**Your objective:** What is needed is a word-for-word restatement of all the entries.
----- Source material
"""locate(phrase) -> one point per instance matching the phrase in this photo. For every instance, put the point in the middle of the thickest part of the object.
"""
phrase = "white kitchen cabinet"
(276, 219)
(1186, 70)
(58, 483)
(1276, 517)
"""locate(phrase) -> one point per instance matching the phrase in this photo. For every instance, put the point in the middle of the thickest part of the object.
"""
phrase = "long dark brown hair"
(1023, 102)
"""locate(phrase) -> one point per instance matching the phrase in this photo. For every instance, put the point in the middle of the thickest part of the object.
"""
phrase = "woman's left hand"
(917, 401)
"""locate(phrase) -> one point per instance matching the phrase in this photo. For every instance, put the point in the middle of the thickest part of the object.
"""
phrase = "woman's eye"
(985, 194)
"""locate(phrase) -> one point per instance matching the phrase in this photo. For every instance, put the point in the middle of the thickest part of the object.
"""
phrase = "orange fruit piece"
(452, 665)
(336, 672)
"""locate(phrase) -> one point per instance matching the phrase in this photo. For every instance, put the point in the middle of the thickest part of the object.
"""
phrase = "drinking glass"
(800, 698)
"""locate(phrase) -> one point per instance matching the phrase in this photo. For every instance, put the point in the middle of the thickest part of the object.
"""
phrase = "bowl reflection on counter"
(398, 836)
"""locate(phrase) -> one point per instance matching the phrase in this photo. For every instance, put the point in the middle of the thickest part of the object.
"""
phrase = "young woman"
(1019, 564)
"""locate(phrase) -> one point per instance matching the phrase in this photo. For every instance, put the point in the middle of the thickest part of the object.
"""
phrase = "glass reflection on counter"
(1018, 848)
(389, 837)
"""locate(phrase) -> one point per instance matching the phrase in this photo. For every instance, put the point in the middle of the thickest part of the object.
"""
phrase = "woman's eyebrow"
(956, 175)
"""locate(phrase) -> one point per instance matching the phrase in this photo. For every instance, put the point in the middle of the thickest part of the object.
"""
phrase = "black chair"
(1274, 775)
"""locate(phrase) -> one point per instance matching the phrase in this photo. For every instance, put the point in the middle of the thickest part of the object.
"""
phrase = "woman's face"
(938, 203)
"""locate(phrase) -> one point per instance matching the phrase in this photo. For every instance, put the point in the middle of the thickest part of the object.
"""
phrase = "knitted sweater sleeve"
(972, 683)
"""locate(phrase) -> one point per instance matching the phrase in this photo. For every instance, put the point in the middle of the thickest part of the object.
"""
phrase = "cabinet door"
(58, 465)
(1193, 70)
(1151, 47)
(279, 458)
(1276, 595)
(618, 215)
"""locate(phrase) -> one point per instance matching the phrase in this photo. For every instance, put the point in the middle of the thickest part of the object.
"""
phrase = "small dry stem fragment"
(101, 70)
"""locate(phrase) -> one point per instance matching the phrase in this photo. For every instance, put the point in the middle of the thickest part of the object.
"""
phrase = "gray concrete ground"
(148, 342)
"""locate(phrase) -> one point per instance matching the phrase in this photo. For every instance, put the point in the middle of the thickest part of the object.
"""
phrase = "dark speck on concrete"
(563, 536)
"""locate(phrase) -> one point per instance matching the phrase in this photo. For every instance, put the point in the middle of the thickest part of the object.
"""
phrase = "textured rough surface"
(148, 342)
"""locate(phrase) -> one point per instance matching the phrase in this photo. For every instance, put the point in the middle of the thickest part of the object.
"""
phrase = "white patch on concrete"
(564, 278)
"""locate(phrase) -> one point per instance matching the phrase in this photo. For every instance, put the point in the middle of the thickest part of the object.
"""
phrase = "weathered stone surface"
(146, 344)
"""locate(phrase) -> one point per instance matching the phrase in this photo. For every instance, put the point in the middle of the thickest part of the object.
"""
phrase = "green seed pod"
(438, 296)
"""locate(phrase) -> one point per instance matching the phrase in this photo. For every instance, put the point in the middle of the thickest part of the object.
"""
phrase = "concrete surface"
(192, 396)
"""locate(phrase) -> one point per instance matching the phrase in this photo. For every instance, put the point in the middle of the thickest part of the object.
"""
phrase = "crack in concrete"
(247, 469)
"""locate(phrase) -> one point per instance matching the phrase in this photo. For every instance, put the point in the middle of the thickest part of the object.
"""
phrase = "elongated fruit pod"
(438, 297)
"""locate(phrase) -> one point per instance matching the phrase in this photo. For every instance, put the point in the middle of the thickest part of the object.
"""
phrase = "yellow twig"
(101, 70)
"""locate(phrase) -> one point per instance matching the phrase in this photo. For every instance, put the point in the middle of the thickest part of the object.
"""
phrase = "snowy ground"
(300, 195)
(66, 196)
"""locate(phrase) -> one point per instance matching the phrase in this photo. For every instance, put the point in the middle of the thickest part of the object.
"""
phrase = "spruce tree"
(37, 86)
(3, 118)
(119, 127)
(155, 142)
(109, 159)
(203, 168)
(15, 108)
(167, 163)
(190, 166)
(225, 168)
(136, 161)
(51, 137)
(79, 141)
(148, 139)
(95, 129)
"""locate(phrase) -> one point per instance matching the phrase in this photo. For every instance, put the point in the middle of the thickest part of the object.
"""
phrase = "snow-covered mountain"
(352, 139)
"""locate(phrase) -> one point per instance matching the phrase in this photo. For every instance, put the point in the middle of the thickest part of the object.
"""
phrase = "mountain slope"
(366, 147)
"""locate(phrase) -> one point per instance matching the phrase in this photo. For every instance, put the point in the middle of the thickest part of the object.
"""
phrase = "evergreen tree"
----------
**Response to this exercise:**
"""locate(phrase) -> one point per instance matching the phrase in this photo. For every instance, put the point in the middle of the thickest part of the object.
"""
phrase = "white kitchen cabinet"
(276, 219)
(1186, 70)
(58, 483)
(1276, 517)
"""locate(phrase) -> one point per instance matching the phrase in this photo. For every instance, put the point in the middle of the thickest part of the object.
"""
phrase = "long dark brown hair"
(1023, 102)
"""locate(phrase) -> one point per instance matching the phrase in this photo. For every instance, put the point in the middle of the thickest part of the object.
"""
phrase = "woman's left hand"
(917, 401)
"""locate(phrase) -> one point per instance matching the phrase in this photo. For every instance, put the point in the middle of the thickest part of the object.
"""
phrase = "woman's eye"
(985, 194)
"""locate(phrase) -> one point per instance matching the phrase in this photo. For every instance, put the point in the middle of the thickest part of the object.
"""
phrase = "orange fruit piece"
(452, 665)
(336, 672)
"""locate(phrase) -> one point per instance matching the phrase in this photo. For every instance, put the point in the middle of the thickest part of the object.
"""
phrase = "drinking glass"
(800, 698)
"""locate(phrase) -> one point per instance matching the phrase in this photo. For every instance, put the point in the middle of the thickest part of the object.
"""
phrase = "bowl reflection on counter"
(398, 836)
"""locate(phrase) -> one point per instance matching the phrase in this photo. For every instance, put the point in the middle of the thickest part of the object.
"""
phrase = "young woman"
(1019, 564)
"""locate(phrase) -> one point per instance matching the phrase in this photo. For every instance, put the point in the middle of the thickest part of the object.
"""
phrase = "glass reflection on counter"
(1018, 848)
(389, 837)
"""locate(phrase) -> one point per instance matching the phrase in this photo. For every instance, put the point in the middle of the thickest part of the object.
"""
phrase = "woman's eyebrow"
(956, 175)
"""locate(phrase) -> one point per instance matching the phrase in this photo. For every instance, put the point in the middle of the thickest part of the object.
"""
phrase = "black chair"
(1274, 775)
"""locate(phrase) -> one point per instance matching the phrase in this photo. For every instance, put the point in the middle of the thickest part of the object.
"""
phrase = "woman's face"
(938, 203)
"""locate(phrase) -> one point per instance matching the phrase in this photo. For every instance, put the point in the middle of the thickest part of the object.
"""
phrase = "knitted sweater sleeve"
(972, 683)
"""locate(phrase) -> one point per instance matching the phrase in this photo. For every instance, put the point in the middle of the thickest part of the object.
"""
phrase = "cabinet door"
(58, 465)
(1193, 70)
(1151, 47)
(279, 458)
(1276, 595)
(618, 215)
"""locate(phrase) -> one point per instance matching the phrase in this photo. For every instance, put the point in the middle of the thickest part of the object.
"""
phrase = "small dry stem fragment"
(101, 70)
"""locate(phrase) -> one point per instance matching the phrase in this photo. For every instance, put the point in the middle of the thickest part of the object.
"""
phrase = "gray concrete ground"
(148, 342)
"""locate(phrase) -> one point per instance matching the phrase in this photo. For every instance, put the point in the middle of the thickest part of the object.
"""
phrase = "dark speck on concrete"
(563, 536)
"""locate(phrase) -> one point per instance matching the phrase in this photo. For every instance, put the point in the middle of the thickest part of the object.
"""
phrase = "textured rough surface"
(148, 342)
"""locate(phrase) -> one point per instance matching the phrase in this photo. For every instance, put the point in the middle of the thickest part of the object.
"""
phrase = "white patch on concrete"
(564, 278)
"""locate(phrase) -> one point per instance matching the phrase in this photo. For every instance, put the point in the middle of the thickest part of the object.
"""
phrase = "weathered stone surface"
(146, 344)
"""locate(phrase) -> one point per instance matching the phrase in this photo. For every instance, put the point in the middle of the thickest part of the object.
"""
phrase = "green seed pod"
(438, 296)
"""locate(phrase) -> one point per instance matching the phrase in this photo. For every instance, put the point in the middle of the thickest part of the object.
"""
phrase = "concrete surface"
(192, 396)
"""locate(phrase) -> one point per instance matching the phrase in this photo. For every instance, put the point in the middle of the thickest part of the object.
"""
phrase = "crack in concrete"
(247, 469)
"""locate(phrase) -> one point per instance matching the phrase in this photo. For every instance, put the point in the middle of the thickest part of the object.
"""
phrase = "elongated fruit pod"
(438, 297)
"""locate(phrase) -> one point per instance matching the phrase in this photo. For every instance, put the point in the middle of the thickest part of the object.
"""
phrase = "yellow twig"
(101, 70)
"""locate(phrase) -> one point per instance matching the phrase in this photo. For every instance, put the point in the middle of the thickest part of the object.
"""
phrase = "snowy ground"
(300, 195)
(66, 196)
"""locate(phrase) -> one point per instance matching the phrase in this photo. For every instance, put the point in the middle of the thickest part of the object.
"""
phrase = "spruce tree"
(37, 86)
(3, 118)
(119, 127)
(155, 142)
(109, 159)
(203, 168)
(15, 108)
(167, 163)
(190, 166)
(225, 168)
(136, 161)
(51, 137)
(79, 141)
(148, 139)
(95, 129)
"""locate(phrase) -> one point per instance matching the phrase in this photo. For every instance, put the point in the middle of the thickest part of the object.
"""
phrase = "snow-covered mountain"
(352, 139)
"""locate(phrase) -> one point per instance matching the phrase in this photo. For every instance, put the point in the middle of the thickest part of the object.
"""
phrase = "mountain slope"
(366, 147)
"""locate(phrase) -> one point per instance matching the phrase in this photo. For every instance, put the point in the middle of the thickest part of the object.
"""
phrase = "evergreen tree"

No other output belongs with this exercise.